ABOUT THIS EXERCISE –
Please restate verbatim the lines that open the listing below, ending with the line in which "object_class: lower cabinet" occurs.
[DATA EXTRACTS]
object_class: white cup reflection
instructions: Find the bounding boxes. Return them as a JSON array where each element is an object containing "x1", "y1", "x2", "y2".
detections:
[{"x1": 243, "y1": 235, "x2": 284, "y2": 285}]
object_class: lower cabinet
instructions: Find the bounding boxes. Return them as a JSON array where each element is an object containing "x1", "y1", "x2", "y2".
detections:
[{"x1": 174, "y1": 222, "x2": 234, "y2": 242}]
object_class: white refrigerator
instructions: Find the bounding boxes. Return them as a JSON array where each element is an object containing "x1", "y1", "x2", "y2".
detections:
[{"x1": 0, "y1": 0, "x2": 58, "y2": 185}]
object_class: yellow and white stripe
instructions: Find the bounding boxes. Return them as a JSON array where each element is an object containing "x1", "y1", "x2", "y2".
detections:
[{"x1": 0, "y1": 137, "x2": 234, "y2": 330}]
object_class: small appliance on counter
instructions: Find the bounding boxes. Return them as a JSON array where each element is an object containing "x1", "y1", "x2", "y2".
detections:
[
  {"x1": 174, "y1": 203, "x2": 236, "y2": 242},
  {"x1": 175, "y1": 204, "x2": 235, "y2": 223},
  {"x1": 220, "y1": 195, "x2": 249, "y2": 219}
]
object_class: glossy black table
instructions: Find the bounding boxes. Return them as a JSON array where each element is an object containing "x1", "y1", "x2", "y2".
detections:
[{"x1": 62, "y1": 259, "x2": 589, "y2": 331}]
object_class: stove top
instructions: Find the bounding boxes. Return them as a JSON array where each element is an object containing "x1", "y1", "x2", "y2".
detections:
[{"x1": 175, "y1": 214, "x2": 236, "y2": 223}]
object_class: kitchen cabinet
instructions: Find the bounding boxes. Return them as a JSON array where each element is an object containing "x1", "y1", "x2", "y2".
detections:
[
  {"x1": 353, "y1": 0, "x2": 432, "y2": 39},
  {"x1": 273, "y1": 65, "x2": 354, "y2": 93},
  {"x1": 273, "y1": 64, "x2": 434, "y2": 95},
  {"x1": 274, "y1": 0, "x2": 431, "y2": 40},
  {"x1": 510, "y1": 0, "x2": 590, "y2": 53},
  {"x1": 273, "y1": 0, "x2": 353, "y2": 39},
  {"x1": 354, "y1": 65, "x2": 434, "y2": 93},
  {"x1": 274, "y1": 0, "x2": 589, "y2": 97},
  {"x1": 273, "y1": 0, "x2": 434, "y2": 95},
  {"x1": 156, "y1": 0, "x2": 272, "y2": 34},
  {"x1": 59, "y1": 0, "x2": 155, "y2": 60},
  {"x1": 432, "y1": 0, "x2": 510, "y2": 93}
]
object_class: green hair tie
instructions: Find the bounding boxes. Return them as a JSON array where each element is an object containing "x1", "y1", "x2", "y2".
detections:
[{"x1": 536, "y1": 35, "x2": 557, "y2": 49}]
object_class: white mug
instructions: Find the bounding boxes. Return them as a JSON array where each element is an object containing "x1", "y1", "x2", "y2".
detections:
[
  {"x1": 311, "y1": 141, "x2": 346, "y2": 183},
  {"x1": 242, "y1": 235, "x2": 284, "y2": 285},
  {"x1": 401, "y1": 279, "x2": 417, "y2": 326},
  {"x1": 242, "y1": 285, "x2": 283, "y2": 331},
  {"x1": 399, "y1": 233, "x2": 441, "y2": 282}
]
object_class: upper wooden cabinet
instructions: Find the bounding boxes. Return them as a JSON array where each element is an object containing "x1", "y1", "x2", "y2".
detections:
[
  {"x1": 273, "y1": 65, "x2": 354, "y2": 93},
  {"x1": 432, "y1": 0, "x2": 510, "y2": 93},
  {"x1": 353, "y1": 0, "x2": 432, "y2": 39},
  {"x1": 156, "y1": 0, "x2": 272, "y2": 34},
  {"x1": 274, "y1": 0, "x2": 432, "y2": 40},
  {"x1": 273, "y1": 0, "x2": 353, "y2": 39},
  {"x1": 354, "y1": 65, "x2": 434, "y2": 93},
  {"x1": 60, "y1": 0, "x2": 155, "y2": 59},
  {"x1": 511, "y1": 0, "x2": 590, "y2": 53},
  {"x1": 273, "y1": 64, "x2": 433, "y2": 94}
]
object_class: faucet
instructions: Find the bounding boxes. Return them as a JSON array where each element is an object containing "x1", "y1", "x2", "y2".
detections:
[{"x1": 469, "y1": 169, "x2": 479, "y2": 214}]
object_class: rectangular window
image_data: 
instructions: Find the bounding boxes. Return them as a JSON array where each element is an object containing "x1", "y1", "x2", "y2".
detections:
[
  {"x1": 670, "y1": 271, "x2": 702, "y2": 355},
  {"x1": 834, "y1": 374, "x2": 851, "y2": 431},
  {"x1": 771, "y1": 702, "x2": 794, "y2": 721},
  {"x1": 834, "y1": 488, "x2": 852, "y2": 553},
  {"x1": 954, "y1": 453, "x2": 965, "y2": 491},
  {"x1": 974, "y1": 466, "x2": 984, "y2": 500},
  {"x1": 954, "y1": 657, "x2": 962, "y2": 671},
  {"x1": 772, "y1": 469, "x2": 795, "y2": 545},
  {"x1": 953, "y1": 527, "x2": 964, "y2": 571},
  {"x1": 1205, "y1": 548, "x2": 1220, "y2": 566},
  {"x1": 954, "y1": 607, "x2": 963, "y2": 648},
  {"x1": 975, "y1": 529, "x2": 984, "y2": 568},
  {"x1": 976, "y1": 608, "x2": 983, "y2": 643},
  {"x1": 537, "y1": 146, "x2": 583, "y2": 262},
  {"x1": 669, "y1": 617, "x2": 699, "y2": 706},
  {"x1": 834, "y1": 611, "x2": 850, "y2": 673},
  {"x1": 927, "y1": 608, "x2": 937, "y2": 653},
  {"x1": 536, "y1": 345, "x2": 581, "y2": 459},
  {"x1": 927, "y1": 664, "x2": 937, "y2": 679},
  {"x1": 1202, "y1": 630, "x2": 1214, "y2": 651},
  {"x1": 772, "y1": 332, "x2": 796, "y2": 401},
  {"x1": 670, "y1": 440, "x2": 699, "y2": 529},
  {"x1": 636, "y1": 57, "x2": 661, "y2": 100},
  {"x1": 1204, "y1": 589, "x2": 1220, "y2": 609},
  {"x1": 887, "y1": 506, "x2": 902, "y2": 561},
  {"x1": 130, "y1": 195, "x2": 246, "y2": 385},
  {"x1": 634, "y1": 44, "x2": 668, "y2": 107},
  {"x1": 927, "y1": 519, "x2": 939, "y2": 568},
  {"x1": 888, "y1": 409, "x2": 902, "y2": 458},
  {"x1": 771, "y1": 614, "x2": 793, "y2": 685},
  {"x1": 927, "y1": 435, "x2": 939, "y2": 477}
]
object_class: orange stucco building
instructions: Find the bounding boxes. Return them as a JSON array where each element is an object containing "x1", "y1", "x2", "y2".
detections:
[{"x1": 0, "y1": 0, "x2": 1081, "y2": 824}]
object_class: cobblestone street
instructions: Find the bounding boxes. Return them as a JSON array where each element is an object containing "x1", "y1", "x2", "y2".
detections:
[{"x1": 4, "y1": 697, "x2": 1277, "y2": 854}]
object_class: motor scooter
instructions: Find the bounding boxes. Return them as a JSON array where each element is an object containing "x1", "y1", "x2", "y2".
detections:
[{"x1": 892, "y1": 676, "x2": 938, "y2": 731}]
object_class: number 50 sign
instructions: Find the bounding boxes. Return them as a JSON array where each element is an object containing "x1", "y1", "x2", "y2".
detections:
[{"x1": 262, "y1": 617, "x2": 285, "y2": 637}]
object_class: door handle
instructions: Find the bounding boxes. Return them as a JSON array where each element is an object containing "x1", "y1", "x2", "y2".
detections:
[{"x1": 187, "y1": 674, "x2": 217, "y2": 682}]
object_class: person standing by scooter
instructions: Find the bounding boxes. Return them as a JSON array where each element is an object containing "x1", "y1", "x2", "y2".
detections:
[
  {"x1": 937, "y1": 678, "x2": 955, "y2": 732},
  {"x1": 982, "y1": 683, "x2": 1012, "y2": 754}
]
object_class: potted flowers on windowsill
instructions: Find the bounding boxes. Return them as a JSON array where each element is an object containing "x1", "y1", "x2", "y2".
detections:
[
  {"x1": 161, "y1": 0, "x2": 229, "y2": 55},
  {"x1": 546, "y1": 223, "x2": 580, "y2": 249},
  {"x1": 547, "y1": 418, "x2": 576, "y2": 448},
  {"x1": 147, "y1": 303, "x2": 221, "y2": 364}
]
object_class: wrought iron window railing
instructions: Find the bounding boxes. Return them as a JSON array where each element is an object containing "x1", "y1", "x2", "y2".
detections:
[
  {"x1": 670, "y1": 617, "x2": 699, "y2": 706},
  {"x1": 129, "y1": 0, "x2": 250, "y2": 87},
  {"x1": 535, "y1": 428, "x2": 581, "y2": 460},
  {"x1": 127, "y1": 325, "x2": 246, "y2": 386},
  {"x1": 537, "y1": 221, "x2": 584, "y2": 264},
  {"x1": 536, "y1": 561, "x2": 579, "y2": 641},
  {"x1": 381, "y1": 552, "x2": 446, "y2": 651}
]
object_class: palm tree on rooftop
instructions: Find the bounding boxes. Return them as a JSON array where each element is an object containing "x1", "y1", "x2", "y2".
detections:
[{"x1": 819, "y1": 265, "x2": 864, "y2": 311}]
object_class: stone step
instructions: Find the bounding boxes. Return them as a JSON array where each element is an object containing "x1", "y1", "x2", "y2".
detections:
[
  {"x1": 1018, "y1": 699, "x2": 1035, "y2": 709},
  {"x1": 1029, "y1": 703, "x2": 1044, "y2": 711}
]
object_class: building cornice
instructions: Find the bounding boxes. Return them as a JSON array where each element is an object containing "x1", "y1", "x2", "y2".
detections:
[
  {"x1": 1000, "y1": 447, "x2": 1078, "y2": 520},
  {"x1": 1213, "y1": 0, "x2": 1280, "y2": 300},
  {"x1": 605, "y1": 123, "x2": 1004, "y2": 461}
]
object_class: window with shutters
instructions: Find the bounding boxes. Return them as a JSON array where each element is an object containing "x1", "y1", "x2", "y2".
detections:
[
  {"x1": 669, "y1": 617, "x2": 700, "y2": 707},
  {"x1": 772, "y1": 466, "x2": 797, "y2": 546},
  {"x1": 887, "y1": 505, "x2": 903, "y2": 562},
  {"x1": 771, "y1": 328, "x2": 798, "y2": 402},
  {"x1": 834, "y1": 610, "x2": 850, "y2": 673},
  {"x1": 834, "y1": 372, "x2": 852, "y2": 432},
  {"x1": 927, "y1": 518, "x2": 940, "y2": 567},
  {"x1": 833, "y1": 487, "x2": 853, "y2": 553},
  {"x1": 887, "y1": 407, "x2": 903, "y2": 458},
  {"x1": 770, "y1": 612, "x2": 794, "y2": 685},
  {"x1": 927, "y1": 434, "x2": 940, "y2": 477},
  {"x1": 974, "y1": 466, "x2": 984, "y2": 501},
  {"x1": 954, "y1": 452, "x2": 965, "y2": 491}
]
[/DATA EXTRACTS]
ANSWER SECTION –
object_class: white cup reflection
instructions: Find the bounding boxes. Return them as a JSON array where each element is an object containing "x1", "y1", "x2", "y2".
detections:
[{"x1": 243, "y1": 235, "x2": 284, "y2": 285}]
object_class: lower cabinet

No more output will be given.